> **引用文**:
- - - - - - -

そして、新しいゲームを。

ブログ開設して早々、2 記事目でいきなり転職記事を書くのも、転職記事書くのにブログ開設した人除けば多分自分が最速なんじゃないですかね。

はい、今回は転職記事です。タイトルではわかりづらいですが。

ちなみにこの記事公開した時にはもうすでに現在いる会社の最終出社日が終わった頃になるはずですが、執筆している今現在は、TVアニメ「NEW GAME!!」最終回最速上映イベント終了直後です。

はい、色々と感無量です。とりあえずイベント直後は、両手が赤くなったくらい沢山拍手しました。キャストの方々が嗚咽しながら頑張って喋ってたの本当にこっちまで泣きそうでした。涙をこらえるの大変でした。

NEW GAME! について

現在の会社を詳しく説明する前に、まず NEW GAME! という作品について触れてみたいと思います。

ご存知の方も多いかと思いますが、最初は「今日も 1 日がんばるぞい!」という 1 コマでなぜか大ブレイクし、原作者の得能正太郎先生もこのブレイクに驚きを隠せなかった芳文社さんが出版した 4 コマほのぼの社畜漫画ですが、そのブレイクを皮切りに TV アニメ化をはじめ、ラジオやゲーム化などのメディア展開がされており、多くのファンの心を掴みました。

そんな素敵な作品に、筆者がゲーム化作品の NEW GAME! -THE CHALLENGE STAGE- にちょっとだけ参加できたのは、本当に今までで指 5 本入るくらい嬉しかったことです(小ネタ挟むとプログラマにとって指 5 本では 32 まで数えられるがここは普通に 5 を指します)。なぜかこの作品は、自分と重ねられてしまう部分が沢山あります。まず自分も大卒とは言え一応新卒で憧れのゲーム会社に入り、原作でリーク情報の回を読んだ時ちょうど会社も同じようなリーク事件が発生してしまい、そしてその直後に東京ゲーム展の話が出てきますが、アニメでこの回を放送した週は自分も青葉ちゃんたちと同じくビジネスデーの企業パスでゲームショウに行き、他にも色々業界ネタで胃が痛くなった挙句、まさかアニメ 2 期が終わる頃に、自分も会社から退職するとか、この 2 年近くを振り返ってみると本当に感慨深いです。

では、このゲームに自分はどういう風に参加したのかというと、まあクレジットはアシスタント P という肩書きで載せていただきましたが、やってたことは主に収録への立会いで「ここはこうして欲しい」とか「ここ誤字あったので後でスクリプト直そう」とかの仕事をします。アニメの 1 期をご覧になられた方でしたら青葉ちゃんの収録の立会いの回を思い出すかもしれませんが、まさにそんな感じです。もちろんそこには自分だけでなく、音監さん以外にも立会いの人が沢山います。ですので自分のやったことは他のスタッフの方々と比べると本当に「ちょっとだけ」です。他にも一応ゲームの制作定例会議には出席しておりましたがまあそんな大したことはしてません。なので本当にクレジットに乗せていただいてとても恐縮でした。それでも「移植」や「多言語展開」ではなく、「原作ゲーム」では初めて自分の名前がクレジットに載ったので、ものすごい嬉しかったです。そして私に「史君好きそうだから参加してみない?」と声をかけてくださった木村 P には本当にしきれないほど感謝しています。おかげさまで本当に入社して一番楽しかった 1 年ちょっとを過ごすことができました。

- - - - - - -

> **表示項目**:
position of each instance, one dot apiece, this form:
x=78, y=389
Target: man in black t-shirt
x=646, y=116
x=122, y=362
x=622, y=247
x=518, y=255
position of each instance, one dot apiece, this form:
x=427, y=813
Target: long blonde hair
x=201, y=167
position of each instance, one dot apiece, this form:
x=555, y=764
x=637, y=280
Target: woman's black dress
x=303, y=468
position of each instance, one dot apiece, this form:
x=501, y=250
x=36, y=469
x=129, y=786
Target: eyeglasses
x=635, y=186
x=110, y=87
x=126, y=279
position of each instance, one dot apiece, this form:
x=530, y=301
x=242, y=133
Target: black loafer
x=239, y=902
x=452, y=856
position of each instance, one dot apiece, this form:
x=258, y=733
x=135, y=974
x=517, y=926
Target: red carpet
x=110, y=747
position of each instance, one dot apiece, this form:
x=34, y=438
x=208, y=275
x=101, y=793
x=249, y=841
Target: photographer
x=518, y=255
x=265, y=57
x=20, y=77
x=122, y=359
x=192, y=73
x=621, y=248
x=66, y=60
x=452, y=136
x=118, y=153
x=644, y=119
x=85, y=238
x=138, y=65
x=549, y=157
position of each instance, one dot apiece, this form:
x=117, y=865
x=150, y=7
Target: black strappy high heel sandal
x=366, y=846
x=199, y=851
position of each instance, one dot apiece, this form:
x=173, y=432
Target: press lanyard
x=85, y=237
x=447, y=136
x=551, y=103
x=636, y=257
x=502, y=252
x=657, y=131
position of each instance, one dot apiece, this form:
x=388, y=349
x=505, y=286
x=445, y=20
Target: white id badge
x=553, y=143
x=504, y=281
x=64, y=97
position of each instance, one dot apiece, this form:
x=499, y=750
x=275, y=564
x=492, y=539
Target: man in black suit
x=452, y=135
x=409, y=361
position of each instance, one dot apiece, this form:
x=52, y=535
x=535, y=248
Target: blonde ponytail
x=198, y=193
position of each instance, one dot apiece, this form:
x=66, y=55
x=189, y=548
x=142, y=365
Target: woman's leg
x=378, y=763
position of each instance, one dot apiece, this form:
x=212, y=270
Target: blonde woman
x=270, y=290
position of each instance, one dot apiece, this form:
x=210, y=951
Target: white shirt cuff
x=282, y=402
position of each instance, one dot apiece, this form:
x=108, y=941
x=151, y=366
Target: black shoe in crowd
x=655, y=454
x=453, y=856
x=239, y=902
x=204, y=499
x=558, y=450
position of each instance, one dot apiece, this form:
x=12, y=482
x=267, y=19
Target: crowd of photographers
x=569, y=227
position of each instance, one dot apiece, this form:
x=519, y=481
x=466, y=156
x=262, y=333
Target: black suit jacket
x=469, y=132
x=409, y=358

- - - - - - -

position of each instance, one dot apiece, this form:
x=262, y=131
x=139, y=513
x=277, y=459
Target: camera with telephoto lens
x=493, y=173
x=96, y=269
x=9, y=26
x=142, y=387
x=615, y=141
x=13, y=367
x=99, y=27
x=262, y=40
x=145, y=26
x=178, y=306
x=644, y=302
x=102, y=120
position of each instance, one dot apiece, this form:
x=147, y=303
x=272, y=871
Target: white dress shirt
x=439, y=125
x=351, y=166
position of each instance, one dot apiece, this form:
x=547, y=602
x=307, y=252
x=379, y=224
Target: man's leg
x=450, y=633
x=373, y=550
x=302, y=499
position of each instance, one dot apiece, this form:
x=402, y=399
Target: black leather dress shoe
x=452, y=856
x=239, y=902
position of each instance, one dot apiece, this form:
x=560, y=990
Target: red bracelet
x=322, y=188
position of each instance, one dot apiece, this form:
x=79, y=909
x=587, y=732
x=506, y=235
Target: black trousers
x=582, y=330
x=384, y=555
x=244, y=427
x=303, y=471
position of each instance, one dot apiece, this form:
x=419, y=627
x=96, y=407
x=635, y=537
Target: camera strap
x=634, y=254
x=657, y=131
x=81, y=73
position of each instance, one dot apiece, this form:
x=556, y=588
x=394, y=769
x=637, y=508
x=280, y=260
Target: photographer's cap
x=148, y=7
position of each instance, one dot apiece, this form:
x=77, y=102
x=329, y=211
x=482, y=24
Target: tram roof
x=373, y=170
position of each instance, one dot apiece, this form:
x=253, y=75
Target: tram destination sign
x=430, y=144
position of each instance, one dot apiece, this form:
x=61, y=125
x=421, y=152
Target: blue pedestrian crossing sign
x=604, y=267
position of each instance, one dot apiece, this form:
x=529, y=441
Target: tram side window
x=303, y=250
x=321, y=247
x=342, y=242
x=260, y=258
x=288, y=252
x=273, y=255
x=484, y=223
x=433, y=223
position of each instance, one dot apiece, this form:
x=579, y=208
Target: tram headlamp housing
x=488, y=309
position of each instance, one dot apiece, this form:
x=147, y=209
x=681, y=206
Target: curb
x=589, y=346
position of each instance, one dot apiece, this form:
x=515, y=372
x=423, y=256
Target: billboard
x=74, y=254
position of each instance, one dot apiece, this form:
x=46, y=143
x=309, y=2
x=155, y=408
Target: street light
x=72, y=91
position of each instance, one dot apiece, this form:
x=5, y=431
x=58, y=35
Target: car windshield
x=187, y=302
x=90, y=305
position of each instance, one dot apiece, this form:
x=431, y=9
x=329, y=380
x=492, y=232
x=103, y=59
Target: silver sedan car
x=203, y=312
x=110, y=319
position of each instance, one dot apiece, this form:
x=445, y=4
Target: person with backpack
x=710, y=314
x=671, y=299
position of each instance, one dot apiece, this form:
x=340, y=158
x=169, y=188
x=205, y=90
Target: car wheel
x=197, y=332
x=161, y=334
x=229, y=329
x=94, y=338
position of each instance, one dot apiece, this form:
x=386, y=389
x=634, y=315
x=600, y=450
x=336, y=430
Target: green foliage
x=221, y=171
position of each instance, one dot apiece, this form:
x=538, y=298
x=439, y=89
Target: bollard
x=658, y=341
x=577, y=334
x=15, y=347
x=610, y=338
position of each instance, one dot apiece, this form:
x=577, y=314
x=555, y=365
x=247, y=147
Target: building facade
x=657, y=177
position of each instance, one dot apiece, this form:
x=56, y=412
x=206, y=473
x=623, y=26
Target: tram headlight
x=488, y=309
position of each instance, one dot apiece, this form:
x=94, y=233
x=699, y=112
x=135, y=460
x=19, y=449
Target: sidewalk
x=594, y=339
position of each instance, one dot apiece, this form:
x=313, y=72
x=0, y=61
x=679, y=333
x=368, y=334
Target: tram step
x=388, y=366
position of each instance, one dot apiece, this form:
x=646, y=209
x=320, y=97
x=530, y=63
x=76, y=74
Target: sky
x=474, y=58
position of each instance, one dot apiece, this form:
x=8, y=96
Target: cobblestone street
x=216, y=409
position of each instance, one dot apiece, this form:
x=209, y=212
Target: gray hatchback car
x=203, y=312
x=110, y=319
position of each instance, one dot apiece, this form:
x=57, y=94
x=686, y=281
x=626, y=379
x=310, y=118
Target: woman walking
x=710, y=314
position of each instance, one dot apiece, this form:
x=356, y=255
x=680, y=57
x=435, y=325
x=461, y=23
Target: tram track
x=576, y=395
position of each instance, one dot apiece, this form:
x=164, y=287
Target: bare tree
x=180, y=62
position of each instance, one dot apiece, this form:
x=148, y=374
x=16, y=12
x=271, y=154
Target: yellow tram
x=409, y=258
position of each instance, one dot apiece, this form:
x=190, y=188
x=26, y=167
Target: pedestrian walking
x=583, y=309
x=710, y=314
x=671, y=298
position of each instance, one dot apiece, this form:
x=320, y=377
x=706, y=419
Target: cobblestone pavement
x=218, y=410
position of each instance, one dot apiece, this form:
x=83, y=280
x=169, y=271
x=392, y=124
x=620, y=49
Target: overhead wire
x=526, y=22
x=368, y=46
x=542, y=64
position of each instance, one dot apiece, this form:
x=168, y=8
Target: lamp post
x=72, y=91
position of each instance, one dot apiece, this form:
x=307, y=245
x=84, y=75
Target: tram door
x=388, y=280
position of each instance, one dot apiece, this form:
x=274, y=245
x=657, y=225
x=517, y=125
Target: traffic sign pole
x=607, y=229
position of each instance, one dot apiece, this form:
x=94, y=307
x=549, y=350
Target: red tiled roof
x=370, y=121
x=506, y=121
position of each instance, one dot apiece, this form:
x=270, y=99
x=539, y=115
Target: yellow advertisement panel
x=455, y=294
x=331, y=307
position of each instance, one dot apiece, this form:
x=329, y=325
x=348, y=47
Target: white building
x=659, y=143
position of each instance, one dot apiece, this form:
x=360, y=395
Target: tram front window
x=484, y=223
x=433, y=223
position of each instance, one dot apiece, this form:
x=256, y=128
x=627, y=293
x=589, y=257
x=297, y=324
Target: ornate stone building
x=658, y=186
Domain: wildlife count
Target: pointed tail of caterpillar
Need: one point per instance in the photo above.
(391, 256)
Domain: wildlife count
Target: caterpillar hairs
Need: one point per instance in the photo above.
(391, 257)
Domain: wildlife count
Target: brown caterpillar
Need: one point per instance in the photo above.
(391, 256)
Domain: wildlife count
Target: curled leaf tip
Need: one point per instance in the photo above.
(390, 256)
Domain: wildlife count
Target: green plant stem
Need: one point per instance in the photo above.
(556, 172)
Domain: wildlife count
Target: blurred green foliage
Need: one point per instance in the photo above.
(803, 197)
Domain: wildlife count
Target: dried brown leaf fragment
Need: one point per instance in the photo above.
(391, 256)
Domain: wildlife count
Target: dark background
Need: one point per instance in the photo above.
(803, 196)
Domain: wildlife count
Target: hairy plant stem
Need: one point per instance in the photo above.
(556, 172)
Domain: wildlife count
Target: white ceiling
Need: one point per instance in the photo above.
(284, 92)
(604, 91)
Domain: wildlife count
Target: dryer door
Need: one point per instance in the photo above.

- - - - - - -

> **作業内容**:
(1) NEW GAME!に関する引用文から、「はい、色々と感無量です。とり」で始まり「NEW GAME! という作品について触れてみたいと思います。」で終わる部分を、一字も変えずに抜き出すこと。
(2) NEW GAME!に関する引用文の続きを、最後の文の後から書き進めること。
項目は引用文とは別の出典から取ったものである。

> **作業の出力**:
(1)
はい、色々と感無量です。とりあえずイベント直後は、両手が赤くなったくらい沢山拍手しました。キャストの方々が嗚咽しながら頑張って喋ってたの本当にこっちまで泣きそうでした。涙をこらえるの大変でした。

NEW GAME! について

現在の会社を詳しく説明する前に、まず NEW GAME! という作品について触れてみたいと思います。

(2)
もちろん、アニメと一緒に成長してきた fourfolium の皆さんの輝かしい姿も、上から目線に見えるかもしれませんが見ててとても嬉しかったです。繰り返しになりますがそんな NEW GAME! の TV アニメ第 2 期と一緒に、八神さんと同じように私も会社から退職してしまうなんて、感慨深すぎてどんな言葉でも今の私の気持ちをうまく表すことができません。

現在の会社について

上記の紹介でもう気づいた方もいると思います(というより筆者を知ってるなら知ってるはずです)が、私が今いる会社は、STEINS;GATE とか、古い作品ですとメモリーズオフとかを作った MAGES. という会社です。ゲームのブランド名 5pb. Games. の方がもしかすると比較的に知名度高いかもしれません。いろんなご縁があって、まさか自分が憧れな会社で働くことができるなんて思ってもみなかったから本当に嬉しかったです。そして入社した後も、たくさんの先輩にご迷惑をかけながらもいろんなお世話になって、自分にとってかけがえのない4年間でした。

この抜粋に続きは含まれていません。